## [Text passage]
________________________________________

Bacteria isolated from the Saudi desert have demonstrated plant-growth-promoting properties that could make them useful as biofertilizers.
“The vast majority of deserts, especially in Saudi Arabia, have never been explored for agricultural potential,” says doctoral student, Abdul Aziz Eida, of KAUST’s Desert Agriculture Initiative. “Many people think deserts are sterile and inhospitable to any form of life. But there are many plants able to grow and survive in the harsh conditions found there. We believed that one of the key factors enabling plants to survive in such environments is their association with microbes in the soil.”
Eida is part of a team working on the Darwin21 project led by microbiologist Heribert Hirt. The researchers in this team study desert bacteria for their potential to promote plant growth in stressed soils, such as those facing drought, salinity, extreme temperatures or nutrient deficiency.
The team collected soil samples from sites in two desert regions in Saudi Arabia: Jizan, located on the southern Red Sea coast, and Al Wahbah Crater, part of the extinct Harrat volcanic chain in western Saudi Arabia.
They also took root samples from four types of plants and examined the samples for their bacterial content. They found large numbers and diverse kinds of bacteria in the desert soil, but their number and diversity were smaller in the soil attached to the plants’ roots, a zone known as the rhizosphere, and even smaller in the endosphere, within the roots1.

________________________________________

[Dataset entries]
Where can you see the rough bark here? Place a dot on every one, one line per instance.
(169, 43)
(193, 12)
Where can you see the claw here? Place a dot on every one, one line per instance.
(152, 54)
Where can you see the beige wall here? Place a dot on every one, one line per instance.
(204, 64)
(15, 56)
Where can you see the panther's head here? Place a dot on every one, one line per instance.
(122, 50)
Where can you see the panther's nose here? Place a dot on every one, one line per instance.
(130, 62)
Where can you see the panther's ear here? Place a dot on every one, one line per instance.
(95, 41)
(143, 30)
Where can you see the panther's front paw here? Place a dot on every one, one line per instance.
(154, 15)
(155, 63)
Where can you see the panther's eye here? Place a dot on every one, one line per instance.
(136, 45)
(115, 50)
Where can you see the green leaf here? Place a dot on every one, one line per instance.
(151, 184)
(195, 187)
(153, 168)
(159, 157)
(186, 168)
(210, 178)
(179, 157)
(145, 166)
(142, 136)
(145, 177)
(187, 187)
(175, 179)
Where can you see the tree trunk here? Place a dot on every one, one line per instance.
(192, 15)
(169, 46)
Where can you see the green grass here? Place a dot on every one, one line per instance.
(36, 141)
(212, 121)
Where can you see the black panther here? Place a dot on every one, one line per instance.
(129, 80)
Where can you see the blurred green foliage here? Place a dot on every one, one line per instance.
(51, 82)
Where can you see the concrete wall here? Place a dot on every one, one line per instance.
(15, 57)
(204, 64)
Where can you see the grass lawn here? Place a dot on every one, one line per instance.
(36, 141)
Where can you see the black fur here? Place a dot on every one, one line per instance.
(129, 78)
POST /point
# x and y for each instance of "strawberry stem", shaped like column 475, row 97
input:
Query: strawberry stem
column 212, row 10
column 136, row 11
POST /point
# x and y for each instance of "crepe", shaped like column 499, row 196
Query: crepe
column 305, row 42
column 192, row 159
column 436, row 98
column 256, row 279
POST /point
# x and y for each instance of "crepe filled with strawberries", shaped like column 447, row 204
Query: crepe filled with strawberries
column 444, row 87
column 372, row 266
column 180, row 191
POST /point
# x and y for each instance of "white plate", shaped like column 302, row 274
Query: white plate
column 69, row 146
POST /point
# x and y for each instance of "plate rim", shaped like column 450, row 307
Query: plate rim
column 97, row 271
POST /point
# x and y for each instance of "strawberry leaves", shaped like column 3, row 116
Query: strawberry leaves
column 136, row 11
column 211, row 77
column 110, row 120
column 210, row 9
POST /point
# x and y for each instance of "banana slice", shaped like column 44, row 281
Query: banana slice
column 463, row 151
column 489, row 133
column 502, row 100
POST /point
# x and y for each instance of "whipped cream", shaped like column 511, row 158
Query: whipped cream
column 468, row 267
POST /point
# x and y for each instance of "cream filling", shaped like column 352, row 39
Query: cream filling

________________________________________

## [Required work]
Reproduce verbatim the stretch of the desert bacteria article from "The team collected" through "western Saudi Arabia.".

## [Task answer]
The team collected soil samples from sites in two desert regions in Saudi Arabia: Jizan, located on the southern Red Sea coast, and Al Wahbah Crater, part of the extinct Harrat volcanic chain in western Saudi Arabia.